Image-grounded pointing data
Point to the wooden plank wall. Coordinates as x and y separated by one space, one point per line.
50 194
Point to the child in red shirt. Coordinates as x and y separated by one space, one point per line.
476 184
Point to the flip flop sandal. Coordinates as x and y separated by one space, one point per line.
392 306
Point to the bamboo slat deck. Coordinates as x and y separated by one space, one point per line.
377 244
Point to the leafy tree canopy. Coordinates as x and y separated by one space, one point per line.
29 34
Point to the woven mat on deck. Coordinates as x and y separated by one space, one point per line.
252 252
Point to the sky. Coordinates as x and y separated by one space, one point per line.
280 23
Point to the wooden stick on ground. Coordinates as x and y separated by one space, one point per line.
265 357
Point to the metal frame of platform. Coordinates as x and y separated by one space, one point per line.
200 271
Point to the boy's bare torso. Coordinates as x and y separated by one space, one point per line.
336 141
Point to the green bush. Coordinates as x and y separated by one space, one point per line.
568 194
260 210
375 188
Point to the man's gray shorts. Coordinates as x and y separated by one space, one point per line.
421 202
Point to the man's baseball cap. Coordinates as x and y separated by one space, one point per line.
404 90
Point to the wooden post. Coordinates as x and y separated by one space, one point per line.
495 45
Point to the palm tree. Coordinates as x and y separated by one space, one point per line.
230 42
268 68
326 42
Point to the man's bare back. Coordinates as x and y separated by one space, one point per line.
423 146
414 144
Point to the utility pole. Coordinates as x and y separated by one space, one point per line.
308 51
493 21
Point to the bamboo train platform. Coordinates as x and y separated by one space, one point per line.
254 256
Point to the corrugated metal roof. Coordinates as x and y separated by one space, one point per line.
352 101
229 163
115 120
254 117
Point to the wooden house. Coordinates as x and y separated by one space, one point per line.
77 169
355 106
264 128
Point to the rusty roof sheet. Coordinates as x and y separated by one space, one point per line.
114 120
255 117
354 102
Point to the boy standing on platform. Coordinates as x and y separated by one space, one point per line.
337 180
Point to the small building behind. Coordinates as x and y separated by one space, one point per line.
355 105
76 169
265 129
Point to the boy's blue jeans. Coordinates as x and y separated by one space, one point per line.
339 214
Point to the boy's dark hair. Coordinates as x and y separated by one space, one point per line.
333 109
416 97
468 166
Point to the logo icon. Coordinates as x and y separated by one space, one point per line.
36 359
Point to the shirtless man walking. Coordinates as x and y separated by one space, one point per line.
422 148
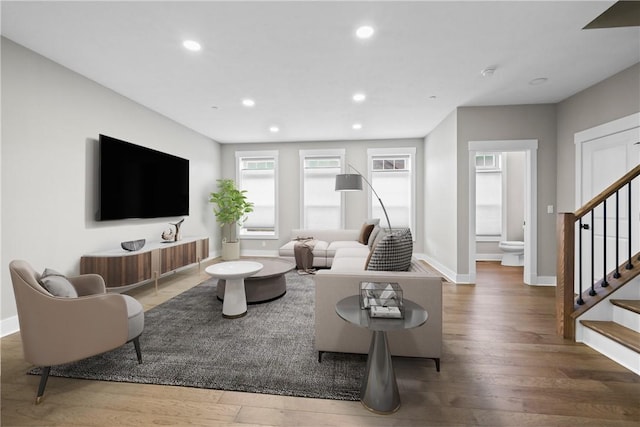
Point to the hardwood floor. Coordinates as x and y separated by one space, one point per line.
503 365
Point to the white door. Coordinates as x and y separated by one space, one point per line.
604 161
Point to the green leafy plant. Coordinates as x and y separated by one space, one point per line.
232 207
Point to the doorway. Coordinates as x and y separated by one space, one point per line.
529 147
603 154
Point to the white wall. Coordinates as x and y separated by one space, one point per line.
289 184
440 196
611 99
515 163
51 119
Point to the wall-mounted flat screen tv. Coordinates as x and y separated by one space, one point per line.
138 182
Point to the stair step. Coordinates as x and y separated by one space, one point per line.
616 332
629 304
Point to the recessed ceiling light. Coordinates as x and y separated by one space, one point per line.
192 45
364 32
488 72
538 81
359 97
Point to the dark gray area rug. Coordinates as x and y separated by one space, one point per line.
187 342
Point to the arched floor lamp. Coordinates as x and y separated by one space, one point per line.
353 182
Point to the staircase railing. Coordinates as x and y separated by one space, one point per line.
602 283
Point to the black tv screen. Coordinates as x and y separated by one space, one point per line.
138 182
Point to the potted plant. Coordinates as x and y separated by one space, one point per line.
232 209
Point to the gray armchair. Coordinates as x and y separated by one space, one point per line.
57 330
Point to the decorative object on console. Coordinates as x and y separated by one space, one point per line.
381 299
177 234
353 182
171 235
232 209
168 235
133 245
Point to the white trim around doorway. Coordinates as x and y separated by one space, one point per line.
530 147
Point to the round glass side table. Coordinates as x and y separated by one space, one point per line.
379 390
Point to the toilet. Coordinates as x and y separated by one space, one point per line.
513 253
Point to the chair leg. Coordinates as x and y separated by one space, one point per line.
136 344
43 383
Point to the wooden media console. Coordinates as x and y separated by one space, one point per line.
123 270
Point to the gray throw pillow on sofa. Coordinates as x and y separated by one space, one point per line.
372 236
393 252
57 284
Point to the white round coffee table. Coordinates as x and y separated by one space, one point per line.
234 272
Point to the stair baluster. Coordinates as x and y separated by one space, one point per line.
604 245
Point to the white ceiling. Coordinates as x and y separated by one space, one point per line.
301 62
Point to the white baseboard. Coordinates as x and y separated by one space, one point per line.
9 326
545 281
488 257
259 252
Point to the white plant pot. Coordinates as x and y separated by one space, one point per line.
230 251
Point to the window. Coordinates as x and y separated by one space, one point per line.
321 205
257 174
489 196
392 174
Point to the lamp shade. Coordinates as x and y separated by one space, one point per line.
349 182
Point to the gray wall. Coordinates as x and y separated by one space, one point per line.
289 184
611 99
51 119
506 123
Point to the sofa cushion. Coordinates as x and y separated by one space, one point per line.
319 250
372 237
349 261
57 284
393 252
340 244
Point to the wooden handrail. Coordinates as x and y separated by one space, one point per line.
609 191
566 307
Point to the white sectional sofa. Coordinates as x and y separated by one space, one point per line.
327 243
347 259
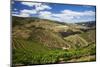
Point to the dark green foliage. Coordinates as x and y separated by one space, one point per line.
37 41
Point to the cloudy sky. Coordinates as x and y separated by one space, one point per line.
58 12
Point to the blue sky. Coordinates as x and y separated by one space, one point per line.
58 12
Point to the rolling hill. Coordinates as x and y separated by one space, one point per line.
41 41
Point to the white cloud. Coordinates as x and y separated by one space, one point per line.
15 9
67 15
28 11
38 6
31 4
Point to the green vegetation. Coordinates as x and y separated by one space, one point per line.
38 41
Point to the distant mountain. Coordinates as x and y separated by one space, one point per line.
88 24
41 41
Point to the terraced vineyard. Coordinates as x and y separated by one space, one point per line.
38 41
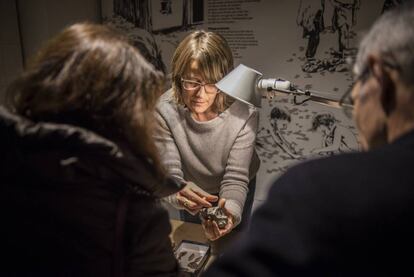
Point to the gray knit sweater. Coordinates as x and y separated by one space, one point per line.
216 155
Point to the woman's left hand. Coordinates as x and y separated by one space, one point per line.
211 229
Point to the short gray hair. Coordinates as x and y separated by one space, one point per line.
391 37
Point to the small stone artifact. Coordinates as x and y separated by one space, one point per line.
216 214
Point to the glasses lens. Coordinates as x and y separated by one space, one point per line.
190 85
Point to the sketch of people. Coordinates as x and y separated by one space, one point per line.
336 138
390 4
310 18
136 13
146 44
343 19
166 7
268 140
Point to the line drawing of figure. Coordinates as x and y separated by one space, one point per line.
310 18
390 4
343 19
166 7
268 140
336 138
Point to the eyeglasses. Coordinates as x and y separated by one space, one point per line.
347 102
192 85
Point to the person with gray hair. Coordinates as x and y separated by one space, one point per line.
349 214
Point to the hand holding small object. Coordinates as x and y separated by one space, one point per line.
211 228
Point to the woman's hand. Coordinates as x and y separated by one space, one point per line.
211 229
192 198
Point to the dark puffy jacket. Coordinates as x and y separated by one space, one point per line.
76 204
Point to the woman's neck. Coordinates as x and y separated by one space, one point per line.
206 116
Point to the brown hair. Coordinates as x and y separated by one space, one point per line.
213 55
90 76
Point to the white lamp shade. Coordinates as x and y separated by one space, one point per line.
241 83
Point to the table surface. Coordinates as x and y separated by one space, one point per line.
190 231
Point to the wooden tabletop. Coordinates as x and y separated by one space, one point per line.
190 231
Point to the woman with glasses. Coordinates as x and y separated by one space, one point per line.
206 139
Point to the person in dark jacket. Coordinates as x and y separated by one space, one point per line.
350 214
80 176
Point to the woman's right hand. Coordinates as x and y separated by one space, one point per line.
192 198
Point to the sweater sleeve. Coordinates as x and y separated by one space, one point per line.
234 186
169 154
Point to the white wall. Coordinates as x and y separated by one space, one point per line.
10 51
38 20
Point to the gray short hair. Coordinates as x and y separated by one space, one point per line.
391 37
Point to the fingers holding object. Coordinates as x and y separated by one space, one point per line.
195 198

[Requirement]
Beginning with the line that holds "Point to the sweater", copy the entries exactly to their last line, and leave out every earlier line.

[Solved exercise]
Point to the sweater sleeve. Coordinates as x and y separated by one space, one point per line.
234 186
169 154
Point to the white wall. Coordinates as x and y separated by one space, one point per line.
10 51
38 20
Point to the gray short hair. Coordinates as x and y separated by one space, one point per line.
391 37
Point to the fingers holding object. Coordinates as x and y separated by one space, one point per line.
195 198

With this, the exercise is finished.